■ Requirement ■
Rewrite the listing below with every "rear side window" replaced by "back side window" and nothing else changed, and leave the pictures out of your answer.
BEGIN Rows
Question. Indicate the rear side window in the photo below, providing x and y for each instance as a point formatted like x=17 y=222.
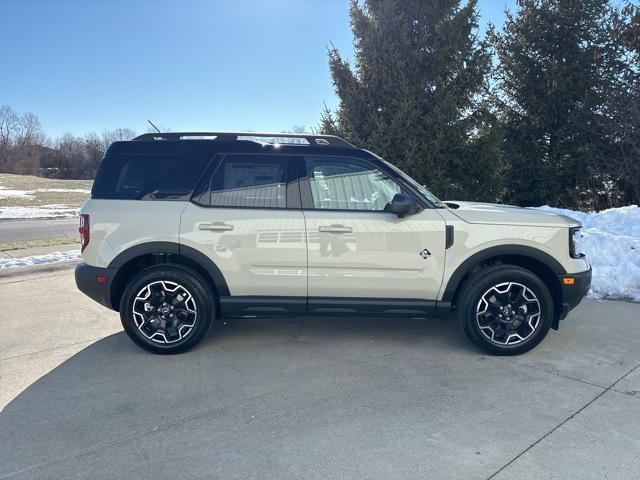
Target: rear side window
x=349 y=184
x=250 y=181
x=154 y=177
END Rows
■ Written answer ■
Question. Indicate the back side window in the photo below, providing x and y for each instance as a point formatted like x=17 y=222.
Target: back side window
x=349 y=184
x=250 y=181
x=154 y=177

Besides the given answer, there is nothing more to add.